_Image point annotation entries_.
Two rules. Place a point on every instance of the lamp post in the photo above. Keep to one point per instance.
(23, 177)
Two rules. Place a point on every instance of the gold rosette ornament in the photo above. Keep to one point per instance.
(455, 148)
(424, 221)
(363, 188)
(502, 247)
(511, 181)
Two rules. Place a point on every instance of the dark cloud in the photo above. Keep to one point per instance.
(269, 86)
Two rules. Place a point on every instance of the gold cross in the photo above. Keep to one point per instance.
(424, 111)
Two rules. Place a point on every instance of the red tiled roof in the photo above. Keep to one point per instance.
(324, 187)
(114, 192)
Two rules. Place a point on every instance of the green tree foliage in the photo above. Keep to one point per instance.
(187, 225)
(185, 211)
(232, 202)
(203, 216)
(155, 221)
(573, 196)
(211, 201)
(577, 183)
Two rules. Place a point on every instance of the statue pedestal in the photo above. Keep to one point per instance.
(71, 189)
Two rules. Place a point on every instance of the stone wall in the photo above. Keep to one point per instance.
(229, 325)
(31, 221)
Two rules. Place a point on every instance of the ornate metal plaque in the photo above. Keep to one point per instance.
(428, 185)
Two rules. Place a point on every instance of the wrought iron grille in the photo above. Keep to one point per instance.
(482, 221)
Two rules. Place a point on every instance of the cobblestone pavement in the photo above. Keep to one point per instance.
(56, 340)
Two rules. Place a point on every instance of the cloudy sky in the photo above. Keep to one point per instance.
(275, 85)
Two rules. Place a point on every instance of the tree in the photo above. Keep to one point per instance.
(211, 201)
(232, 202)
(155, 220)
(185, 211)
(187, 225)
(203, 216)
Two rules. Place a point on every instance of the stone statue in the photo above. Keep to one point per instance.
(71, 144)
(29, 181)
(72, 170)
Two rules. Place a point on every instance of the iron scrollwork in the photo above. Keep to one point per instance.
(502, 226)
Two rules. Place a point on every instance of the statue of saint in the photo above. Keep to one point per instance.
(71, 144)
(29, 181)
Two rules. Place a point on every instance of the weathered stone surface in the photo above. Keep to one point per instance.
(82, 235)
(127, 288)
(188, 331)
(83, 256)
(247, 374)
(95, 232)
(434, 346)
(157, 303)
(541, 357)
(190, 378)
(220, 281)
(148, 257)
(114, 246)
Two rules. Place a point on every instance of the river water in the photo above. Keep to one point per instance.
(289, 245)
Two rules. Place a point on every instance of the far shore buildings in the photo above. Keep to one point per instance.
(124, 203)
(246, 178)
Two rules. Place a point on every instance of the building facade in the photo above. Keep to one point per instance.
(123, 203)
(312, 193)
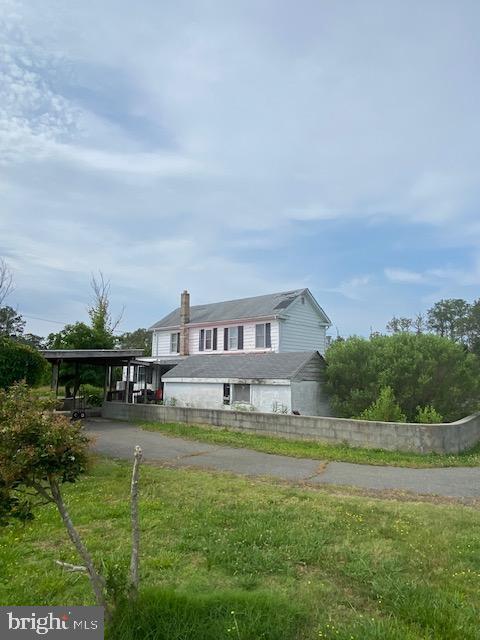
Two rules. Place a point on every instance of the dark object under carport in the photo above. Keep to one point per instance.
(106, 358)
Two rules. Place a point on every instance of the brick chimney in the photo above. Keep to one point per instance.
(184, 321)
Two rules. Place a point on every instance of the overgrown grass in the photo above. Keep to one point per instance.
(315, 450)
(290, 563)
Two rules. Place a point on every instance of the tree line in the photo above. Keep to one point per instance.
(452, 318)
(19, 351)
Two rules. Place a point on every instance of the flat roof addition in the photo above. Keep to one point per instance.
(114, 357)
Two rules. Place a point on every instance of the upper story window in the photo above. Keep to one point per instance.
(233, 338)
(175, 342)
(207, 339)
(263, 336)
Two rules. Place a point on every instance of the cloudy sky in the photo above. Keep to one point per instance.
(240, 148)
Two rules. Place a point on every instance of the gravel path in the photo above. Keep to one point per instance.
(117, 439)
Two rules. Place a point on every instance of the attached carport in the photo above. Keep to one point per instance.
(106, 358)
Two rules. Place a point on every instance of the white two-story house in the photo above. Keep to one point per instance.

_Written exercise_. Transcribe all the data word for word; the images stay out.

_The reply_.
Two rules. Place a point on every instance of the lamp post in the photo above. Keep to one point per instance.
(23, 177)
Two rules. Place a point on every instance of the gold rosette ornament in the photo above. Keep to one point per instance.
(455, 148)
(424, 221)
(363, 188)
(502, 247)
(511, 181)
Two rules. Place a point on every instance of the dark cloud in the photo above. Keep to one point per instance.
(269, 86)
Two rules. Place a point on every instance of the gold cross in the photo above. Keep to one point per instance.
(424, 111)
Two rules. Place a point on every instance of the red tiled roof in the photo above. Keep to one point per instance.
(324, 187)
(114, 192)
Two rules. Place a point on every instance of the green tree foliage in the photo above. Keep to one point per instance.
(187, 225)
(185, 211)
(232, 202)
(203, 216)
(155, 221)
(573, 196)
(211, 201)
(577, 183)
Two rules. Place a point on every instance of the statue pedestal in the photo above. Keep to one point per instance.
(71, 189)
Two rules. Place a point on every instance of the stone wall in the photo above. Keep to one point per instance.
(229, 325)
(31, 221)
Two rules. Place a point on every instance of the ornate metal plaque in the photo above. Keep to one point per instance.
(428, 185)
Two rules. Place a point on every instance of the wrought iron grille in the photo above. Keep to one point per instance.
(482, 221)
Two rules. Place a point on every instance of the cobblestone pavement in the photo above. Keep to one point per instance.
(56, 340)
Two rules. Place a point on every instance of the cloudy sky in the photo above. Keep to one point per instance.
(275, 85)
Two rules. Place a point on every instance of the tree in the photo above. Keep to one point per instance.
(211, 201)
(232, 202)
(155, 220)
(185, 211)
(187, 225)
(203, 216)
Two rules. Place a point on every instance of the stone statue in the photo above. Keep to one point per instance.
(71, 144)
(29, 181)
(72, 170)
Two rules. Place a point on every instance of the iron scrollwork in the photo above. Keep to one point per instance.
(502, 226)
Two rules. Place a point on every instance of the statue of saint in the photo above. Keep to one point per instance.
(71, 144)
(29, 181)
Two rules. Place a point on every instance of the weathered stone surface in the photo above. Keep to one point per instance.
(82, 235)
(127, 288)
(188, 331)
(83, 256)
(247, 374)
(95, 232)
(434, 346)
(157, 303)
(541, 357)
(190, 378)
(220, 281)
(148, 257)
(114, 246)
Two rules. Place a point on every instance of the river water in the photo above. Keep to one point per instance.
(289, 245)
Two rules. Place a point on every instance of the far shore buildings in the photo above. Keep to one point per instance.
(124, 203)
(246, 178)
Two rules. Place a point on every instance of the building facade in the photo above. Keep to one point per instance.
(123, 203)
(312, 193)
Two rules. Place a point on every instance of the dark object under carport in the photo above. Keep to one point per instance.
(106, 358)
Two rules. Place a point on every instance of the brick chimney in the photo above. Keep to one point per instance.
(184, 321)
Two rules. Place a point on every instance of the overgrown grass in the photo above. Keep to one point per instance.
(315, 450)
(290, 563)
Two rules. Place a point on every instance of the tree line in the photo above. Keep to one point per instance.
(452, 318)
(19, 351)
Two rules. Place a point on every instance of the flat roof addition in the photo above. Keep to one point per instance.
(114, 357)
Two rules. Place a point on every instance of the upper story window in the photo above. Keep to one point per instance.
(233, 338)
(175, 342)
(207, 339)
(263, 336)
Two rules. Place a point on every instance of the cloudy sky in the photo above. Keep to one point per instance.
(240, 148)
Two rules. Place a point on every instance of the gravel path in the photo above. Keep to one point per instance.
(117, 439)
Two rules. Place a point on every instance of the attached carport in the photo above. Keep to one point per instance.
(106, 358)
Two rules. Place a point on every instance of the white two-story house in the photo above. Keep to one point per instance.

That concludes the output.